### MATERIAL FOR THIS TASK ###

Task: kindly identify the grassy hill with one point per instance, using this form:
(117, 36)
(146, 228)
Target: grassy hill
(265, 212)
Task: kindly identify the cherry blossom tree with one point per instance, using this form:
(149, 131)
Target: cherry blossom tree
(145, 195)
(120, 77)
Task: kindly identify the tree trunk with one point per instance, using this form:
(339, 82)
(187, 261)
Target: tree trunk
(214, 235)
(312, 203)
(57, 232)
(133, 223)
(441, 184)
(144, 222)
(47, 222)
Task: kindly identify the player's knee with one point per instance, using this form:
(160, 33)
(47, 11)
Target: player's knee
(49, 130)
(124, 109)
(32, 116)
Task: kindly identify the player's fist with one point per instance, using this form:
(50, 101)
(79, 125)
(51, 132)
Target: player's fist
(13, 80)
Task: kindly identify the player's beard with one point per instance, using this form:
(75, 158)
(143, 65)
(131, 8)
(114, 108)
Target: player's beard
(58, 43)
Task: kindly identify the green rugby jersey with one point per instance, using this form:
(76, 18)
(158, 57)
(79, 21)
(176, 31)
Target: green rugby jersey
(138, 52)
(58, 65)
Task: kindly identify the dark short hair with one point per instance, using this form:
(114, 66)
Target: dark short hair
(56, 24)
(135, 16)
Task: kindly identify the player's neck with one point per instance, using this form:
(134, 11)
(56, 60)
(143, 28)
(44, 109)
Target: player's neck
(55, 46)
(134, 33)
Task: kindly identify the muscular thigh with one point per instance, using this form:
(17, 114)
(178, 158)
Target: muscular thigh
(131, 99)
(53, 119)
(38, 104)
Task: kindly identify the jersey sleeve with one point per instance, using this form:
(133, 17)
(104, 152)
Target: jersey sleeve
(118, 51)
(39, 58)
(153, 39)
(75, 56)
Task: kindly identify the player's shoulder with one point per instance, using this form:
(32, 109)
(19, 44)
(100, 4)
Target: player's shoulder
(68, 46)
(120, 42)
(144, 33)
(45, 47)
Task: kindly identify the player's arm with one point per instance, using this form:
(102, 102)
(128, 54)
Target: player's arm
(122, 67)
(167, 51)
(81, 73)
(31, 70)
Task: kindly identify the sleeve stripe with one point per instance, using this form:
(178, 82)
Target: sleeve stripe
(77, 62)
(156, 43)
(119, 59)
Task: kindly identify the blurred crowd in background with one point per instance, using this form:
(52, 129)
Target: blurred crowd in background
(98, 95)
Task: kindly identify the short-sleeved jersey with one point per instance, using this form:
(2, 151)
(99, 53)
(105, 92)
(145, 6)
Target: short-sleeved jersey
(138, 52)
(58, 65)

###

EXERCISE.
Copy the data above line for line, with no changes.

WRITTEN ANSWER.
Task: kindly identify the grassy hill with one point per instance, using this form:
(117, 36)
(146, 228)
Target: grassy hill
(265, 212)
Task: kindly identify the cherry blossom tree with one point per instance, using this form:
(149, 131)
Target: cherry blossom tree
(145, 195)
(120, 77)
Task: kindly identify the tree trunk with one point per instance, using this form:
(339, 82)
(187, 261)
Target: tree trunk
(214, 235)
(312, 203)
(57, 232)
(133, 223)
(441, 184)
(144, 222)
(47, 222)
Task: kindly identify the player's knee with one point per instance, using this form:
(160, 33)
(47, 11)
Target: player's knee
(49, 130)
(124, 109)
(32, 116)
Task: kindly identify the player's fist with one point per instance, using this form:
(50, 101)
(79, 125)
(51, 132)
Target: player's fist
(13, 80)
Task: kindly identify the player's beard with one point per instance, using this form:
(75, 158)
(143, 65)
(131, 8)
(114, 108)
Target: player's beard
(58, 43)
Task: kindly identify the green rugby jersey with one point per instance, using this form:
(76, 18)
(158, 57)
(79, 21)
(176, 31)
Target: green rugby jersey
(138, 52)
(58, 65)
Task: kindly identify the dark short hair with one point per instance, using this form:
(114, 66)
Target: dark short hair
(56, 24)
(135, 16)
Task: kindly identify the player's neck with one point per instance, using this form:
(134, 11)
(56, 60)
(143, 28)
(44, 109)
Target: player's neck
(55, 46)
(134, 33)
Task: kindly identify the muscular thigh with one point per instance, using this form:
(17, 114)
(178, 158)
Target: muscular thigh
(131, 99)
(53, 119)
(38, 104)
Task: kindly identify the jersey sleeve with one point per instance, using this form:
(133, 17)
(104, 152)
Target: jersey sleeve
(118, 51)
(39, 58)
(153, 39)
(75, 56)
Task: kindly identify the player's shoulder with one point per instance, using this form:
(32, 109)
(19, 44)
(100, 4)
Target: player's shoulder
(68, 46)
(120, 42)
(144, 33)
(45, 47)
Task: kindly identify the player's arm with one point per instance, using this form:
(102, 102)
(128, 54)
Target: player's arm
(122, 67)
(167, 51)
(81, 73)
(31, 70)
Task: kindly identify the sleeve stripe with one point per instance, using this form:
(178, 82)
Target: sleeve stripe
(77, 62)
(156, 43)
(119, 59)
Task: kindly identify the blurred crowd in background with one point per instance, using this form:
(52, 129)
Target: blurred crowd in background
(98, 95)
Task: kindly identify the short-sleeved jersey with one point per instance, using this form:
(2, 151)
(99, 53)
(105, 92)
(145, 6)
Target: short-sleeved jersey
(138, 52)
(58, 65)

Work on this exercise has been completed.